• Problem details
Turn every line of the records below into one numbered list, skipping the blank lines.

• Exercise materials

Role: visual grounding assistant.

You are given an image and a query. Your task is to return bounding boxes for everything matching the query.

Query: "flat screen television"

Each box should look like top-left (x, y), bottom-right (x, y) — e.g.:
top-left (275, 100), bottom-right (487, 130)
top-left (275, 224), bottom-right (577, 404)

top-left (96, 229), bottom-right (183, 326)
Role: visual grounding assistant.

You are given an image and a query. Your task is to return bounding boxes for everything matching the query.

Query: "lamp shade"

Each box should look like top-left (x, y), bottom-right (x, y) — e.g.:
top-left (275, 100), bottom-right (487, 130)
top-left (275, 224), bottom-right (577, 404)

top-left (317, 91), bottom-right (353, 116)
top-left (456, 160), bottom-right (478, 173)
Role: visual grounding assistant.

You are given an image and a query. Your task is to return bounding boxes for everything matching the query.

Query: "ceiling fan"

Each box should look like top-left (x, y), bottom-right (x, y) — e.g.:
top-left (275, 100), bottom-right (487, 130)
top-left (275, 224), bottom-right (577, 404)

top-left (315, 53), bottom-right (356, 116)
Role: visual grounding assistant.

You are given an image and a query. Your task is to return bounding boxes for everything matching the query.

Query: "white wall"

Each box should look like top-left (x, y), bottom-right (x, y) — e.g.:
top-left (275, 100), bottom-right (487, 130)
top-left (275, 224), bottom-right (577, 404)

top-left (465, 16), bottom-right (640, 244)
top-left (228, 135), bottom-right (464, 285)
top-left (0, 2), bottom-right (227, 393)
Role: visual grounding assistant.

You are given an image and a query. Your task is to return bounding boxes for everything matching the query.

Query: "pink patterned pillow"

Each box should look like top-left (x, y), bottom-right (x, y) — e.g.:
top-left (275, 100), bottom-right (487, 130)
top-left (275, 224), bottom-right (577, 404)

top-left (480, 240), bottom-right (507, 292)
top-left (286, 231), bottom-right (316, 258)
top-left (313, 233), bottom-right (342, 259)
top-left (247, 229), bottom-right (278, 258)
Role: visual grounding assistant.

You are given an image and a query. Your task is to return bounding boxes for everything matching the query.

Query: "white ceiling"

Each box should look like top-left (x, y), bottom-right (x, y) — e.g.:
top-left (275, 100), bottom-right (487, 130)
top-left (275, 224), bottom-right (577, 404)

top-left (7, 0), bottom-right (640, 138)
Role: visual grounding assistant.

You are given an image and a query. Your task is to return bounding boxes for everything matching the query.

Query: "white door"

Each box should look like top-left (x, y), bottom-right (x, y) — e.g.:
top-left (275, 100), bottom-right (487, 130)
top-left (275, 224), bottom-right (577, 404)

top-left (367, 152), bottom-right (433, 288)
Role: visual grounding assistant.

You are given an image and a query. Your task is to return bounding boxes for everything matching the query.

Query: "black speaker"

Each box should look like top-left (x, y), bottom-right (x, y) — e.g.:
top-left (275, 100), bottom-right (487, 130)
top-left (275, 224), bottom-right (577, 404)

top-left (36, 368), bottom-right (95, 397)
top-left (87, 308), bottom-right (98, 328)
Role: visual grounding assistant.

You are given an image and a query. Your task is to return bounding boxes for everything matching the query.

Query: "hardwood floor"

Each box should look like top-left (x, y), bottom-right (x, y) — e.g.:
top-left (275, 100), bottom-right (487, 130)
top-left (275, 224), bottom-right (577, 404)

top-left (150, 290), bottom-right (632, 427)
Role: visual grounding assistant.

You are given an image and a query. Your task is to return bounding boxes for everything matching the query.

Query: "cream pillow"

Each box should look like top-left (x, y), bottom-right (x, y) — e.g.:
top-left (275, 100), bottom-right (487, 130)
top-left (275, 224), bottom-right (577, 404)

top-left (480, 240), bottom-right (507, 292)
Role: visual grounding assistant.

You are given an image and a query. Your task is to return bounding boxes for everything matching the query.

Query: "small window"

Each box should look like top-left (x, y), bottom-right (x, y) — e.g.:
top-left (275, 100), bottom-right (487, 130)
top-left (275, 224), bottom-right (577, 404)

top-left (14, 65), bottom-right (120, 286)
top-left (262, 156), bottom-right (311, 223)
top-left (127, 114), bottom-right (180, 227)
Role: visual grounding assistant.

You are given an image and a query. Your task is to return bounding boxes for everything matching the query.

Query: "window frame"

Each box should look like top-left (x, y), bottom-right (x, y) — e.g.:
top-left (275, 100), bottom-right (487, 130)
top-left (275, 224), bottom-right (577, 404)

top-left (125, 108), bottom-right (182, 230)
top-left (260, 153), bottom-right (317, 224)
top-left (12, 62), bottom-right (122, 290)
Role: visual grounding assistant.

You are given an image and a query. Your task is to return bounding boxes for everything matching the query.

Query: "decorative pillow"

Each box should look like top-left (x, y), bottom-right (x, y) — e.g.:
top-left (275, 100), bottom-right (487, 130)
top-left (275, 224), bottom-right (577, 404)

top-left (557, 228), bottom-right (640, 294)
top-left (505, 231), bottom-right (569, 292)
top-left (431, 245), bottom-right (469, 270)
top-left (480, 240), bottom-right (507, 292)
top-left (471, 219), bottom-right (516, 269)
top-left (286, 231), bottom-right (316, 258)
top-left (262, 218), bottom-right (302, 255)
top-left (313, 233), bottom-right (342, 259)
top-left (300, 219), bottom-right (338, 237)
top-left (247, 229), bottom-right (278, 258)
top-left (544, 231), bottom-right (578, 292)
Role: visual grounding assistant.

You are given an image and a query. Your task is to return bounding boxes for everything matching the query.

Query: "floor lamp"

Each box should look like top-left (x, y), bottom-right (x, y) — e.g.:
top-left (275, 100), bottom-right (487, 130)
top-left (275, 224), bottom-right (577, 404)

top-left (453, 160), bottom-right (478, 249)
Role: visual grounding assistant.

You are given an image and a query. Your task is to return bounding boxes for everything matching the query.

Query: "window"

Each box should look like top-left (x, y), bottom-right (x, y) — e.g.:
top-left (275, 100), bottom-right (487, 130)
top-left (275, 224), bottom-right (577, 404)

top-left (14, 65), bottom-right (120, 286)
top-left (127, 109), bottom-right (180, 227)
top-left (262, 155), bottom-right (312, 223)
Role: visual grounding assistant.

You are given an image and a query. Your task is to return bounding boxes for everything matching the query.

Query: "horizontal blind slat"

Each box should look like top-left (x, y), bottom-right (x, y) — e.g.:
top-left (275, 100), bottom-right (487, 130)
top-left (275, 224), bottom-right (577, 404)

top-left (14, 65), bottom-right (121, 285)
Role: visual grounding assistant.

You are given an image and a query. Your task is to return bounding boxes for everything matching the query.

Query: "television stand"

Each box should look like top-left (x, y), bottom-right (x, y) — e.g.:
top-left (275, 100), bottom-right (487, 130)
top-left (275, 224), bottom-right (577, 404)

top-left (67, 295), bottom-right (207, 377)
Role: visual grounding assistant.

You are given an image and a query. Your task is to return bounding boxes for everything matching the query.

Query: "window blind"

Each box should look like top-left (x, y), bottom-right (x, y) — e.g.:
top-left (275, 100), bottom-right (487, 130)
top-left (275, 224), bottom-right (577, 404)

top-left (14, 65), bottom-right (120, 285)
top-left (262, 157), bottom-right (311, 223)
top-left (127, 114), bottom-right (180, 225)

• Solution below
1. Role: visual grounding assistant.
2. You are given an image and a query. Your task is to return bounding boxes for everything matching the query.
3. Query: "flat screen television"
4. Each box should look like top-left (x, y), bottom-right (x, y) — e.g.:
5. top-left (275, 100), bottom-right (487, 130)
6. top-left (275, 224), bottom-right (577, 404)
7. top-left (96, 229), bottom-right (183, 326)
8. Role: visual grounding assistant.
9. You are given an image and a query. Your task is to return bounding boxes for everything matching the query.
10. Query: "lamp shade"
11. Each box should look like top-left (x, y), bottom-right (x, y) — e.g.:
12. top-left (275, 100), bottom-right (487, 130)
13. top-left (275, 224), bottom-right (577, 404)
14. top-left (317, 91), bottom-right (353, 116)
15. top-left (456, 160), bottom-right (478, 173)
16. Role: visual grounding assistant.
17. You are given an image and a query. Your task is to return bounding boxes for everything matching the query.
18. Query: "ceiling fan"
19. Each box should look like top-left (x, y), bottom-right (x, y) — e.g.:
20. top-left (275, 100), bottom-right (487, 130)
21. top-left (275, 224), bottom-right (577, 404)
22. top-left (315, 53), bottom-right (356, 116)
23. Role: visual grounding assistant.
24. You are given an image and a query. Your task is to return bounding boxes for everything matching the query.
25. Query: "white wall"
26. Each box should look like top-left (x, y), bottom-right (x, y) — e.g.:
27. top-left (275, 100), bottom-right (487, 130)
28. top-left (275, 224), bottom-right (577, 404)
29. top-left (465, 16), bottom-right (640, 244)
30. top-left (228, 135), bottom-right (464, 285)
31. top-left (0, 2), bottom-right (227, 393)
32. Role: visual grounding assistant.
33. You are given an image and a query. Your task is to return bounding boxes for everything matching the query.
34. Query: "pink patterned pillow"
35. Each box should look like top-left (x, y), bottom-right (x, y) — e.g.:
36. top-left (275, 100), bottom-right (487, 130)
37. top-left (275, 224), bottom-right (577, 404)
38. top-left (480, 240), bottom-right (507, 292)
39. top-left (286, 231), bottom-right (316, 258)
40. top-left (313, 233), bottom-right (342, 259)
41. top-left (247, 229), bottom-right (278, 258)
42. Role: visual grounding assistant.
43. You are given an image and a query. Your task is to return bounding boxes for everything matching the query.
44. Query: "white ceiling"
45. Each box should look like top-left (x, y), bottom-right (x, y) — e.g.:
46. top-left (275, 100), bottom-right (487, 130)
47. top-left (275, 224), bottom-right (577, 404)
48. top-left (7, 0), bottom-right (640, 138)
49. Role: visual grounding assistant.
50. You are given an image and a query. Your task is to return bounding boxes for everything matching the query.
51. Query: "white door"
52. Each box should look like top-left (x, y), bottom-right (x, y) — e.g.:
53. top-left (275, 100), bottom-right (487, 130)
54. top-left (275, 224), bottom-right (577, 404)
55. top-left (367, 152), bottom-right (433, 288)
56. Role: visual grounding assistant.
57. You are given an image and a query. Your task is to return bounding boxes for everything matching the query.
58. Query: "black speaker"
59. Each box should look like top-left (x, y), bottom-right (x, y) — e.g.:
60. top-left (275, 100), bottom-right (487, 130)
61. top-left (275, 224), bottom-right (577, 404)
62. top-left (36, 368), bottom-right (95, 397)
63. top-left (87, 308), bottom-right (98, 328)
64. Role: visual grounding assistant.
65. You are given an image and a query. Your task is to return bounding boxes for everything matching the query.
66. Query: "hardwood floor"
67. Each box should look like top-left (x, y), bottom-right (x, y) — e.g.:
68. top-left (275, 100), bottom-right (487, 130)
69. top-left (275, 224), bottom-right (577, 404)
70. top-left (150, 290), bottom-right (632, 427)
71. Role: visual grounding assistant.
72. You are given an image and a query. Your task is to return bounding boxes for everything matching the query.
73. Query: "cream pillow"
74. Each box should look like top-left (x, y), bottom-right (x, y) — e.g.:
75. top-left (275, 100), bottom-right (487, 130)
76. top-left (275, 224), bottom-right (577, 404)
77. top-left (480, 240), bottom-right (507, 292)
78. Role: visual grounding assistant.
79. You are given an image and a query. Your task is to return bounding boxes for everything matching the query.
80. Query: "small window"
81. Each box should look like top-left (x, y), bottom-right (x, y) — e.g.:
82. top-left (275, 100), bottom-right (487, 130)
83. top-left (275, 224), bottom-right (577, 404)
84. top-left (14, 65), bottom-right (120, 286)
85. top-left (262, 156), bottom-right (311, 223)
86. top-left (127, 114), bottom-right (180, 227)
87. Role: visual grounding assistant.
88. You are given an image and a query. Your task is to return bounding boxes for everything matching the query.
89. Query: "window frame"
90. Each box should look like top-left (x, y), bottom-right (x, y) — e.g.:
91. top-left (275, 100), bottom-right (487, 130)
92. top-left (275, 224), bottom-right (577, 404)
93. top-left (125, 108), bottom-right (182, 230)
94. top-left (260, 153), bottom-right (317, 224)
95. top-left (12, 62), bottom-right (122, 290)
96. Role: visual grounding assistant.
97. You are given an image and a query. Your task is to return bounding boxes for everything matching the query.
98. Query: "decorative pillow"
99. Each box should look like top-left (x, y), bottom-right (x, y) — e.g.:
100. top-left (275, 100), bottom-right (487, 130)
101. top-left (275, 224), bottom-right (577, 404)
102. top-left (557, 228), bottom-right (640, 294)
103. top-left (505, 231), bottom-right (569, 292)
104. top-left (431, 245), bottom-right (469, 270)
105. top-left (480, 240), bottom-right (507, 292)
106. top-left (471, 219), bottom-right (516, 269)
107. top-left (286, 231), bottom-right (316, 258)
108. top-left (262, 218), bottom-right (302, 255)
109. top-left (313, 233), bottom-right (342, 259)
110. top-left (300, 219), bottom-right (338, 237)
111. top-left (247, 229), bottom-right (278, 258)
112. top-left (544, 231), bottom-right (578, 292)
113. Role: visual grounding assistant.
114. You are given an image and a query. Your task is to return bounding boxes for everything matching the query.
115. Query: "floor lamp"
116. Each box should look like top-left (x, y), bottom-right (x, y) — e.g.:
117. top-left (275, 100), bottom-right (487, 130)
118. top-left (275, 224), bottom-right (577, 404)
119. top-left (453, 160), bottom-right (478, 249)
120. Role: visual grounding assistant.
121. You are given an image and a query. Your task is to return bounding boxes for everything matching the query.
122. Query: "window"
123. Each box should look like top-left (x, y), bottom-right (x, y) — e.g.:
124. top-left (275, 100), bottom-right (487, 130)
125. top-left (275, 224), bottom-right (577, 404)
126. top-left (14, 65), bottom-right (120, 286)
127. top-left (127, 109), bottom-right (180, 227)
128. top-left (262, 155), bottom-right (312, 223)
129. Role: visual grounding assistant.
130. You are given an image and a query. Your task is to return bounding boxes for everything matching the query.
131. Query: "horizontal blind slat"
132. Each box should look like top-left (x, y), bottom-right (x, y) — e.g.:
133. top-left (275, 100), bottom-right (487, 130)
134. top-left (275, 224), bottom-right (577, 404)
135. top-left (14, 65), bottom-right (121, 285)
136. Role: visual grounding assistant.
137. You are given an image and a query. Your task is to return bounding boxes for everything matching the query.
138. Query: "television stand"
139. Each box should look like top-left (x, y), bottom-right (x, y) — e.g.:
140. top-left (275, 100), bottom-right (487, 130)
141. top-left (275, 224), bottom-right (577, 404)
142. top-left (67, 295), bottom-right (207, 377)
143. Role: visual grounding assistant.
144. You are given an image and a query. Your task is to return bounding boxes for everything matching the query.
145. Query: "window blind"
146. Each box should look like top-left (x, y), bottom-right (x, y) — e.g.:
147. top-left (275, 100), bottom-right (487, 130)
148. top-left (275, 224), bottom-right (577, 404)
149. top-left (14, 65), bottom-right (120, 285)
150. top-left (262, 157), bottom-right (311, 223)
151. top-left (127, 114), bottom-right (180, 225)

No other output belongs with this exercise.